— WRITTEN REQUEST —
Reproduce the full text of the pandas lab exercise word for word.

— QUOTED TEXT —
# Lab 03: Fun with `pandas`!

Below are some exercises to get you working with `pandas` to manipulate data. As always, get as far as you can, and ask for help when you need it! Your teacher (me), you instructor, and your classmates are all here to help each other get better at coding. Getting the code to work is important, but do also take the time to make sure you understand what the commands are doing. This time, (with the exception of the Stroop challenge), all I've given you is the code to download the data. Then you are on your own. For the Stroop challenge, I gave the you code for the first step—after that, it's up to you :-)

## Music sales challenge

Write a script that:

1. Combines the tables of best-selling physical singles and best-selling digital singles on the Wikipedia page "List_of_best-selling_singles"
2. Adds a column which marks whether each row is from the list of physical singles or digital singles
3. Outputs the artist and single name for the year you were born. If there is no entry for that year, take the closest year after you were born.
4. Outputs the artist and single name for the year you were 15 years old.

In [4]:
# Starter code...

— GIVEN INFORMATION —
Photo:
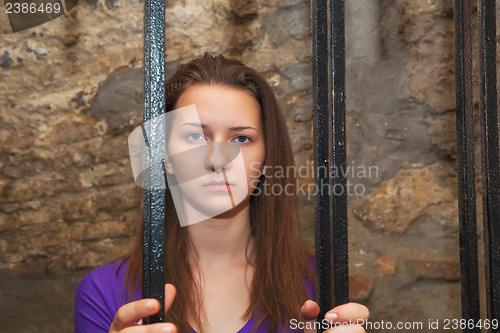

— TASK RESPONSE —
# Lab 03: Fun with `pandas`!

Below are some exercises to get you working with `pandas` to manipulate data. As always, get as far as you can, and ask for help when you need it! Your teacher (me), you instructor, and your classmates are all here to help each other get better at coding. Getting the code to work is important, but do also take the time to make sure you understand what the commands are doing. This time, (with the exception of the Stroop challenge), all I've given you is the code to download the data. Then you are on your own. For the Stroop challenge, I gave the you code for the first step—after that, it's up to you :-)

## Music sales challenge

Write a script that:

1. Combines the tables of best-selling physical singles and best-selling digital singles on the Wikipedia page "List_of_best-selling_singles"
2. Adds a column which marks whether each row is from the list of physical singles or digital singles
3. Outputs the artist and single name for the year you were born. If there is no entry for that year, take the closest year after you were born.
4. Outputs the artist and single name for the year you were 15 years old.

In [4]:
# Starter code...